▸ **Provided text**:
━━━━
Mumbai

Simryn Gill

Amrita Jhaveri

In the lemon-colored twilight of a muggy, monsoon-season evening, Simryn Gill’s exhibition “Letters Home” gave rise to unsettling fancies. Mine, 2008, seemed to stir eerily. As the light danced between the work’s misshapen spheres (concocted from banana skins, mangled copper wire, electric cables, and twisted hair bands, among other scrunched-up oddments), they resembled a swirling constellation of dark suns. In the Singapore-born artist’s world, debris is laden with significance. Rampant, 1999, comprises seven black-and-white photographs, in which camphor, laurel, and bamboo plants are dressed with the garments usually worn by South Asians and Southeast Asians (i.e., lungis and sarongs). Tellingly, the images were shot in Australia, where these once Chinese plants are now firmly established. Undoubtedly, Rampant is concerned with ideas of naturalization and belonging—but the disembodied white clothes in overgrown gardens and plantations evoke ghosts making their appearance at the witching hour. We wonder if the discarded clothes appear alive because the immigrant laborers who in Australia would be most likely to have worn them are invariably doomed to restless half-lives.
━━━━
▸ **Information given**:

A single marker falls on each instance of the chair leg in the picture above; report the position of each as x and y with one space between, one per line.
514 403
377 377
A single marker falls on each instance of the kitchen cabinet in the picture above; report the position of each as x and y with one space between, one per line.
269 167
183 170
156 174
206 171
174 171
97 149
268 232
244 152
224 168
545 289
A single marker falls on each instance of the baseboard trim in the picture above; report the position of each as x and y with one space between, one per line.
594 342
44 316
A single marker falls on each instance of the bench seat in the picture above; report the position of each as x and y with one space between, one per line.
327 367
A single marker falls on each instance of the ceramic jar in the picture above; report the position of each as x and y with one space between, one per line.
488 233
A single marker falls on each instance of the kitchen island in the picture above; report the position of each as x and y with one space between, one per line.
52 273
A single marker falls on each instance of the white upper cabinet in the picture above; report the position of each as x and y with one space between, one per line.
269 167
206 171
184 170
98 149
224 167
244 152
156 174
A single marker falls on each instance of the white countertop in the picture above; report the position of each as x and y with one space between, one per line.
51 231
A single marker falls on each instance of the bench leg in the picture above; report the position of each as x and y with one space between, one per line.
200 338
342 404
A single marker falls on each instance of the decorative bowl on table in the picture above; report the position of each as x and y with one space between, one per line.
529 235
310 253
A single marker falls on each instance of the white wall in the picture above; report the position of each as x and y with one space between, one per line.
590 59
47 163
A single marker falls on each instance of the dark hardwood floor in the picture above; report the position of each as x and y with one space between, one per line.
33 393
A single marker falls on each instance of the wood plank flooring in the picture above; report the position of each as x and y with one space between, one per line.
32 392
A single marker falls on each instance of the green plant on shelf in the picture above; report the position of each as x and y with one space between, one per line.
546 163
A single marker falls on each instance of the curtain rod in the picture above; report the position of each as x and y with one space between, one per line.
━━━━
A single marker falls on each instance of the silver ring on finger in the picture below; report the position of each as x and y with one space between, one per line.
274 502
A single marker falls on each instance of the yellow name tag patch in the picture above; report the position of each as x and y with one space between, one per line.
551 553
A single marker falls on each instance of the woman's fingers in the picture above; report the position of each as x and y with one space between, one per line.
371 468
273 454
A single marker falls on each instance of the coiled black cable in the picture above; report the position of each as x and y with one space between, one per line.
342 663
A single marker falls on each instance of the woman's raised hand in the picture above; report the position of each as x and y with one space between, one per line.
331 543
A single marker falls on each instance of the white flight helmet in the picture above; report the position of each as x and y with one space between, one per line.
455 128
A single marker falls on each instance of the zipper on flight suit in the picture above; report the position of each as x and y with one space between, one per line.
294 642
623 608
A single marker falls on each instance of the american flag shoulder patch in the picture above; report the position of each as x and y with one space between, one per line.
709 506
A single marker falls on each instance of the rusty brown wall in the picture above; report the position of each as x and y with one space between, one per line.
━━━━
▸ **Exercises to complete**:
1. In the Simryn Gill review, how many photographs make up Rampant?
2. For each statement, say whether the Simryn Gill review agrees, and quote the words that decide it: (a) The photographs in Rampant were taken in Australia. (b) Mine dates from 1999. (c) Simryn Gill was born in Malaysia.
3. Extend the Simryn Gill review with a few more sentences that pick up after its final line.
The listing stands apart from the Simryn Gill review.

▸ **Answers for each item**:
1. Seven black-and-white photographs.

2.
(a) Yes: "the images were shot in Australia"
(b) No: "Mine, 2008"
(c) No: "the Singapore-born artist’s world"

3.
“Letters Home” was Gill’s first show in India. Accompanying the occasion was a one-night private presentation, in a nineteenth-century villa surrounded by a garden, of Gill’s work from gallerist Amrita Jhaveri’s own collection. In black-and-white photos from Forest, 1996, tropical plants are festooned with shredded pages from books; one image of a bird’s-nest fern shows reams of text intertwining with the plant’s dangling aerial roots. The picture could have served as a metaphor for the ease with which Gill’s images adapt to contrasting settings. For, whereas in the installation of Forest, words, weeds, and vegetation seemed to interbreed in an orgy of excess—mimicking their lush environs—the gallery exhibition emanated an aura of tense tranquility. Minimalist architecture housed the gelatin silver prints “My Own Private Angkor,” 2008. Thirty-six photographs formed a grid on a white wall, depicting the dilapidated interiors of abandoned housing estates in Port Dickson, a small town in Malaysia. In one untitled image from the series, a rectangular pane of silver gray glass is propped against a wall, dark creepers encroaching stealthily around its contours. Here, even decay seems to patiently bide its time.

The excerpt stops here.